▶ **Your objective**
Reproduce the lines from the one with "metal kiosk panel?" through the one with "[327,69,559,857]", including both, with no changes.
*** Records for this task ***
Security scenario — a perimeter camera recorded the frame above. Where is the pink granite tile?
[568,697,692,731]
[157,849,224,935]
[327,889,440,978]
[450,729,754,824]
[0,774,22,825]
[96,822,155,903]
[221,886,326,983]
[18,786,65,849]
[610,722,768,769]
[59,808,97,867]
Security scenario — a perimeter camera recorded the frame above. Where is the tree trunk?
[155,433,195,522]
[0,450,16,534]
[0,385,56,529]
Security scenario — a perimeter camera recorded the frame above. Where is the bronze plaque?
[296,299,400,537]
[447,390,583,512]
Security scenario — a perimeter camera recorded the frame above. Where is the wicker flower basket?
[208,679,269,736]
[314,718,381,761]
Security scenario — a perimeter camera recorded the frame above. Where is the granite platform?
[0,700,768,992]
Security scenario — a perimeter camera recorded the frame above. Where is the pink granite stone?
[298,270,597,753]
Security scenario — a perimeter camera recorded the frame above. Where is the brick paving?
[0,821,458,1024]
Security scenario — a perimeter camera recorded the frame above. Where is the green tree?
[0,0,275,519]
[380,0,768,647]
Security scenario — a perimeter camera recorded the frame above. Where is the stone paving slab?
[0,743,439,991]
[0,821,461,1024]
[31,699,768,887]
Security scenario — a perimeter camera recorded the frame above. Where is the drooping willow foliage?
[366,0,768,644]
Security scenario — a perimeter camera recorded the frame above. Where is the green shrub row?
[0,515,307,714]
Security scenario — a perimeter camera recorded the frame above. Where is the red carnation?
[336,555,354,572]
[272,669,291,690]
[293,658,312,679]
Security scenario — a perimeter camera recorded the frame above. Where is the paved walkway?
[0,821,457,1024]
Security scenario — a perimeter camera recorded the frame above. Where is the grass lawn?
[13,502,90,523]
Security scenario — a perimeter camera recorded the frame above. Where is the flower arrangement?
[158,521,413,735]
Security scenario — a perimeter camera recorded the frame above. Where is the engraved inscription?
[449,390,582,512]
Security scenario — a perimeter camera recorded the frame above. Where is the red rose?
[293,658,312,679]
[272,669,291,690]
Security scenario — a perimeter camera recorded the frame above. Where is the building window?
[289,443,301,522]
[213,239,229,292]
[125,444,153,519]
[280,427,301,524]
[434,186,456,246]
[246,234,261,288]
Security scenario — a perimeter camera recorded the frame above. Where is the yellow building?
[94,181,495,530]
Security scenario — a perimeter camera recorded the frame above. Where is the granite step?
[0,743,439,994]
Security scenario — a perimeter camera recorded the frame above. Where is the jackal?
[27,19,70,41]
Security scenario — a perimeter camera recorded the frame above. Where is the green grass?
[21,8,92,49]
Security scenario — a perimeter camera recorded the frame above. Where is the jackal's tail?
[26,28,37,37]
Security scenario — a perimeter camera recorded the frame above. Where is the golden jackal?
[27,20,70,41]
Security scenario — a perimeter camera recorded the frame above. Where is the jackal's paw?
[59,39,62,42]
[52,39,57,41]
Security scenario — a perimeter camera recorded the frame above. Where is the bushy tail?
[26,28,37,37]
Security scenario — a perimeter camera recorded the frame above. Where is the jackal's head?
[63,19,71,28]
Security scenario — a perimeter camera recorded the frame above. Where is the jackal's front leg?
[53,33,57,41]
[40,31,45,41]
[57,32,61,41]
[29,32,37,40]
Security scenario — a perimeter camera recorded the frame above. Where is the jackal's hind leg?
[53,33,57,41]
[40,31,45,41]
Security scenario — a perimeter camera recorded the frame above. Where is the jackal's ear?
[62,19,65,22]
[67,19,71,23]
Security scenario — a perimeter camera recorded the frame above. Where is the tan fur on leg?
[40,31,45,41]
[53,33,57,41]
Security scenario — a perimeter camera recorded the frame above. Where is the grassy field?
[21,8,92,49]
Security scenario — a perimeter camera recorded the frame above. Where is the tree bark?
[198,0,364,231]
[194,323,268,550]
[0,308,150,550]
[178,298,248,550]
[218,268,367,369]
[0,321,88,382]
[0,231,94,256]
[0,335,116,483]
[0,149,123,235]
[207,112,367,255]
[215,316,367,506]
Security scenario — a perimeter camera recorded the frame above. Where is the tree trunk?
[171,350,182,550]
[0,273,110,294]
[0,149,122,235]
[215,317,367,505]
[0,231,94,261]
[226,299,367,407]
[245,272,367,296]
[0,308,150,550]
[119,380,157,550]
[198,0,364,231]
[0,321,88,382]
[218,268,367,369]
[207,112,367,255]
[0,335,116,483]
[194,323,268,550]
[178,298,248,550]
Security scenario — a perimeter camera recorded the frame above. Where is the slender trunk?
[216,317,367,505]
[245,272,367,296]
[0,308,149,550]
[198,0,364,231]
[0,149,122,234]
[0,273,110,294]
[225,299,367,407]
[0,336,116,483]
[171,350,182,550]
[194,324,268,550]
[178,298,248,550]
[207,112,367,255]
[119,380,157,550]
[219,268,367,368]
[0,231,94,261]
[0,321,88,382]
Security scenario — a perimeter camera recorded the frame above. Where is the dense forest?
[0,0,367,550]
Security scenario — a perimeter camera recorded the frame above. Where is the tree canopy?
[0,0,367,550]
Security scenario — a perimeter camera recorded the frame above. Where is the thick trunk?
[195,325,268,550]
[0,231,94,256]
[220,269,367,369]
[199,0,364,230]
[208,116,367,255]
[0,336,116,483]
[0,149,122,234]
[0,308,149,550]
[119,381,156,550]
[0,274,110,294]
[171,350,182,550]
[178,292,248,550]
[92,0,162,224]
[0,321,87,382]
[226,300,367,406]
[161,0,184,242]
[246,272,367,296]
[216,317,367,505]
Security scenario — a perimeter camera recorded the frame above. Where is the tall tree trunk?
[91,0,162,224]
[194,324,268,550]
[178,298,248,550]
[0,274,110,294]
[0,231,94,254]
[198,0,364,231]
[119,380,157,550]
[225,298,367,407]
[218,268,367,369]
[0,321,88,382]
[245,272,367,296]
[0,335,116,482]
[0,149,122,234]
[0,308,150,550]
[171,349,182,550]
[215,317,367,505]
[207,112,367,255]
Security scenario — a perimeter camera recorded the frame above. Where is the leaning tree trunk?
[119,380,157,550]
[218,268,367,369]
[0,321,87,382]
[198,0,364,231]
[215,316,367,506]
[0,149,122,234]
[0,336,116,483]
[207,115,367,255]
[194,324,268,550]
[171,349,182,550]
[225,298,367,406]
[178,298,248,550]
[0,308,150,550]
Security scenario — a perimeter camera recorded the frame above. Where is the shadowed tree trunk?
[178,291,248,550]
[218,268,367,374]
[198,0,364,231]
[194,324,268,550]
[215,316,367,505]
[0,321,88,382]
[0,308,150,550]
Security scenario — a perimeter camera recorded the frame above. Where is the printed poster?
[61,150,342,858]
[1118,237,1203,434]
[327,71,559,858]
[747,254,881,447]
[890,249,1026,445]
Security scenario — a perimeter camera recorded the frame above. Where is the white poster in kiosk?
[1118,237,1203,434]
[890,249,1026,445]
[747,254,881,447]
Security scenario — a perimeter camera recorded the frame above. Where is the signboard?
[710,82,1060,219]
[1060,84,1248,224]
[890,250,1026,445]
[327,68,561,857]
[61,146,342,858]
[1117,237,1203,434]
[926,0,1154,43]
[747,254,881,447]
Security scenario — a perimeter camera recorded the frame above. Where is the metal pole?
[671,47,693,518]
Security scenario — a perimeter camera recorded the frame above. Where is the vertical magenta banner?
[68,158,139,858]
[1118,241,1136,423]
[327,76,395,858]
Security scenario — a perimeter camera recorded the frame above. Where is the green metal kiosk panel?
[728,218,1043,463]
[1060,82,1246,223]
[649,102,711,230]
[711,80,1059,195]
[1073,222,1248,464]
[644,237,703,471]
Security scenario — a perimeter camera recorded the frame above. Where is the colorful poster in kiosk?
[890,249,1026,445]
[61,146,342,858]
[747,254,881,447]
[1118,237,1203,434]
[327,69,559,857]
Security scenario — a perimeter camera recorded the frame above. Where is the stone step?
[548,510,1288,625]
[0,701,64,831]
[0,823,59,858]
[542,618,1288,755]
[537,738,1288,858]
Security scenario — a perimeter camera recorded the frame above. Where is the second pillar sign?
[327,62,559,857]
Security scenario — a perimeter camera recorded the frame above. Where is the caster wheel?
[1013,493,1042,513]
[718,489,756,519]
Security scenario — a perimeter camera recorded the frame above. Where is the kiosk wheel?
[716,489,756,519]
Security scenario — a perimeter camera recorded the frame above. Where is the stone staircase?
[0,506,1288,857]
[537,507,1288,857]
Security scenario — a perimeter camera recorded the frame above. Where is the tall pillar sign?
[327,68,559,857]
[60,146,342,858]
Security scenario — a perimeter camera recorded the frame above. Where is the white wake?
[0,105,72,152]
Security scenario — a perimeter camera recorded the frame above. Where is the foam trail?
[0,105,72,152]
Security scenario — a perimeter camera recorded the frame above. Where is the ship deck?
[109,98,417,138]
***
▶ **Reply**
Security scenario — a perimeter camera recorded the frame above. Where is the green metal kiosk panel?
[728,218,1043,463]
[1060,82,1246,223]
[649,102,711,230]
[711,80,1059,195]
[1073,222,1248,464]
[644,237,703,471]
Security scenario — a perimeter camera recorded the frame above. Where is the colorful poster in kiosk?
[890,249,1026,445]
[61,146,342,858]
[747,254,881,447]
[1118,237,1203,434]
[327,69,559,857]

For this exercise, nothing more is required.